"""

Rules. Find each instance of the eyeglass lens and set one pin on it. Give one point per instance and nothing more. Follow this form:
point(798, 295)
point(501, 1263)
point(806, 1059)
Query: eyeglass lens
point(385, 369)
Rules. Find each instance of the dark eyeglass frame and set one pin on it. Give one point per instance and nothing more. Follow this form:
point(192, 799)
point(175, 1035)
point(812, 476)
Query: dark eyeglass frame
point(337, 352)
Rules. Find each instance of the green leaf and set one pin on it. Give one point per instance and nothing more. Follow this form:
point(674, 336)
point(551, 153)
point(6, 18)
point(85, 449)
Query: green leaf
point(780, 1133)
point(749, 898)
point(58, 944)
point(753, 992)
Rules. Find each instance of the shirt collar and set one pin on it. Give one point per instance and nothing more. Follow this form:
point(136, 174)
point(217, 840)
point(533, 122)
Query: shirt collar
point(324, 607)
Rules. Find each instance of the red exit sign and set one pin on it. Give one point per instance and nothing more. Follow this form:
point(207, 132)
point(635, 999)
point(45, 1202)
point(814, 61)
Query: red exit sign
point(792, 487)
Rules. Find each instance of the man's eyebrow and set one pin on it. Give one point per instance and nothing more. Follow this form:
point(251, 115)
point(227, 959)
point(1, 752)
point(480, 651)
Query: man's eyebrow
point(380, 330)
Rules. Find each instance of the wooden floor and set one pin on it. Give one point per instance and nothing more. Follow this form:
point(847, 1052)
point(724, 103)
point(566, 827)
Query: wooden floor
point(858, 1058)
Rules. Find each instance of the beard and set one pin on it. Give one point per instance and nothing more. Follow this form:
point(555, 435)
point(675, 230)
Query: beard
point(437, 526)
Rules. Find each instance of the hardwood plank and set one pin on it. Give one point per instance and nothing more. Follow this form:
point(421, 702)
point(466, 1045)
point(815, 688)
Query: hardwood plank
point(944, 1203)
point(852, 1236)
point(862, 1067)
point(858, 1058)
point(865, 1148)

"""

* Required task
Lay out every line of the material above as a Markdown table with the columns Row and Line, numbering the rows in order and leaving out blank lines.

* Completed task
| Row | Line |
|---|---|
| 1 | Rules. Find each instance of the eyeglass lens and set one pin on it. Give one point per instance and nothing more. Follow this form: |
| 2 | point(798, 295) |
| 3 | point(501, 1263) |
| 4 | point(806, 1059) |
| 5 | Query: eyeglass lens |
| 6 | point(385, 369) |
| 7 | Rules. Find each instance of the dark eyeglass frame and set one pin on it. Give one point per instance and nothing more. Follow this form: |
| 8 | point(192, 799) |
| 9 | point(175, 1035) |
| 10 | point(812, 476) |
| 11 | Query: dark eyeglass frame |
| 12 | point(337, 352) |
| 13 | Rules. Find each instance of the green leaf and set one pin on it. Give one point per instance and nothing more. Follow this form: |
| 14 | point(674, 336) |
| 15 | point(551, 153) |
| 16 | point(6, 18) |
| 17 | point(85, 449) |
| 18 | Query: green leaf |
| 19 | point(780, 1133) |
| 20 | point(749, 898) |
| 21 | point(58, 944) |
| 22 | point(753, 992) |
| 23 | Rules. Find each instance of the shirt collar and set one pin on it. Give one point per instance and nothing more. Follow this form: |
| 24 | point(136, 174) |
| 25 | point(217, 840) |
| 26 | point(533, 122) |
| 27 | Query: shirt collar |
| 28 | point(324, 607) |
| 29 | Rules. Find each instance of the red exit sign and set one pin on it. Give one point per instance and nothing more. Follow this form: |
| 30 | point(207, 132) |
| 31 | point(635, 999) |
| 32 | point(45, 1202) |
| 33 | point(814, 61) |
| 34 | Query: red exit sign |
| 35 | point(792, 487) |
| 36 | Rules. Find each instance of the man's eyebrow and set one pin on it. Give one point per instance and nothing more. Follow this form: |
| 37 | point(251, 115) |
| 38 | point(227, 959) |
| 39 | point(1, 752) |
| 40 | point(480, 651) |
| 41 | Query: man's eyebrow |
| 42 | point(380, 330) |
| 43 | Rules. Find each instance of the wooden floor and set one pin on it. Give one point per instance and nothing more. Follow this form: |
| 44 | point(847, 1052) |
| 45 | point(724, 103) |
| 46 | point(566, 827) |
| 47 | Query: wooden floor |
| 48 | point(858, 1058) |
| 49 | Rules. Find each instance of the beard and set one pin on it. Give one point per instance and nothing more. Follow this form: |
| 50 | point(555, 435) |
| 51 | point(675, 230) |
| 52 | Query: beard |
| 53 | point(437, 526) |
| 54 | Rules. Find each instance of the hardwood plank and set one pin on it. Give one point per instance and nothing more. Follow this form: |
| 55 | point(421, 702) |
| 56 | point(466, 1045) |
| 57 | point(815, 688) |
| 58 | Query: hardwood plank |
| 59 | point(944, 1203) |
| 60 | point(852, 1236) |
| 61 | point(862, 1067) |
| 62 | point(858, 1058) |
| 63 | point(865, 1148) |